İhaleyi alan bedelini öder!

İhaleyi alan bedelini öder!
İBB, eski yönetiminin hazırladığı ‘İstanbul İklim Vizyonu'nu revize etti. Düzenlenen toplantıda konuşan CHP Lideri Kılıçdaroğlu, İBB Başkanı İmamoğlu’nun, Kanal İstanbul’un iklim krizine olumsuz etkileriyle ilgili eleştirilerine, "Sayın Başkan, hiç meraklanma. Kanal İstanbul ihalesini hiç kimse almayacak. Alan olursa, çok ağır bedeller ödeyecektir" diyerek destek verdi

CHP Genel Başkanı Kemal Kılıçdaroğlu, İstanbul Büyükşehir Belediyesi’nin (İBB), bünyesinde dünyada sayılı örnekleri bulunan ‘İklim Müzesi’ni de barındıran Kadıköy’deki Müze Gazhane’de düzenlediği “İstanbul İklim Vizyonu ve Revize İklim Eylem Lansmanı”toplantısına katıldı. Etkinlikte ilk olarak, Birleşmiş Milletler Kalkınma Programı (UNDP) tarafından hazırlanan “Yok Oluşu Seçme” filmi gösterildi.

◆ ◆ ◆ ◆ ◆ ◆ ◆

→ **Görev listesi**
1 > İstanbul İklim Vizyonu haberine göre şu ifadelerin her birinin doğru olup olmadığını evet ya da hayır ile bildirin ve kararı belirleyen sözleri haberden birebir aktarın: (a) Toplantı Kadıköy'deki Müze Gazhane'de yapıldı. (b) Etkinlikte gösterilen film İBB tarafından hazırlanmıştı. (c) Kılıçdaroğlu, Kanal İstanbul ihalesini kimsenin almayacağını söyledi.
2 > İstanbul İklim Vizyonu haberini son cümlesinden sonra bir paragrafla sürdürün.

◆ ◆ ◆ ◆ ◆ ◆ ◆

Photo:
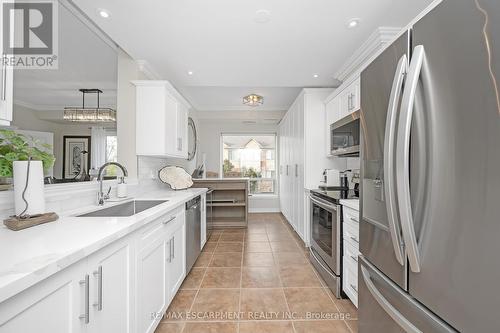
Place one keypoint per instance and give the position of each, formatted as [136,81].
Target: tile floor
[256,280]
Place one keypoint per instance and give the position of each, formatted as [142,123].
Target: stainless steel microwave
[345,137]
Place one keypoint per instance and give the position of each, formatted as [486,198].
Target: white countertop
[31,255]
[351,203]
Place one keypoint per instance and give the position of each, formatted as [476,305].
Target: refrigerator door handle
[403,157]
[386,305]
[389,188]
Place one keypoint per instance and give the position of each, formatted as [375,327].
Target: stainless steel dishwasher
[193,231]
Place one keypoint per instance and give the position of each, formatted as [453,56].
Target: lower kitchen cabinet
[124,287]
[161,268]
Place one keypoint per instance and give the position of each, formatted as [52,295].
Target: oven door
[326,232]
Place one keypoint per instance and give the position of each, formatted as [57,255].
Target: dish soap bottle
[121,188]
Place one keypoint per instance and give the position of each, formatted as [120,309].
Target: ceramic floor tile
[232,237]
[222,277]
[263,304]
[203,259]
[194,278]
[226,259]
[165,327]
[321,326]
[285,246]
[180,305]
[213,304]
[258,259]
[299,276]
[257,247]
[256,238]
[229,247]
[260,277]
[353,325]
[211,328]
[311,302]
[266,327]
[290,258]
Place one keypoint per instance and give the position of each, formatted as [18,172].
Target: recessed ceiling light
[353,23]
[104,13]
[262,16]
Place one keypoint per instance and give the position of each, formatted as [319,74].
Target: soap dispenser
[121,189]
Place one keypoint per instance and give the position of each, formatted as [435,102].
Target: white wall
[209,133]
[29,119]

◆ ◆ ◆ ◆ ◆ ◆ ◆

→ **Sorunların yanıtları**
1 >
(a) Evet: "Kadıköy’deki Müze Gazhane’de düzenlediği"
(b) Hayır: "Birleşmiş Milletler Kalkınma Programı (UNDP) tarafından hazırlanan “Yok Oluşu Seçme” filmi gösterildi"
(c) Evet: "Kanal İstanbul ihalesini hiç kimse almayacak."

2 >
Çok ciddi riskler var

Törende konuşan İBB Başkanı Ekrem İmamoğlu, tüm dünyanın hayati ve ortak sorunu iklim krizine karşı, İstanbul’un “İklim Değişikliği Eylem Planı”nı kamuoyuyla paylaştı. Tüm dünya gibi, İstanbul’un da iklime bağlı çok ciddi risklerle karşı karşıya olduğunu vurgulayan İmamoğlu, “Bilim insanları, önümüzdeki dönemde dünyada sıcaklık artışlarını, 1,5 ile 2 derece ile sınırlandırılmazsak felaketler yaşanacağına işaret ediyorlar. ‘Hükümetler Arası İklim Değişikliği Paneli’ IPCC’nin 6. raporunda, küresel ısınmanın daha önce görülmemiş bir seviyede olduğu belirtiliyor. IPCC, sıcaklığın 2 derecenin üzerine çıkması halinde, çok yıkıcı etkilerin olacağını ve buradan geri dönmenin imkansızlaşacağını söylüyor” bilgilerini paylaştı.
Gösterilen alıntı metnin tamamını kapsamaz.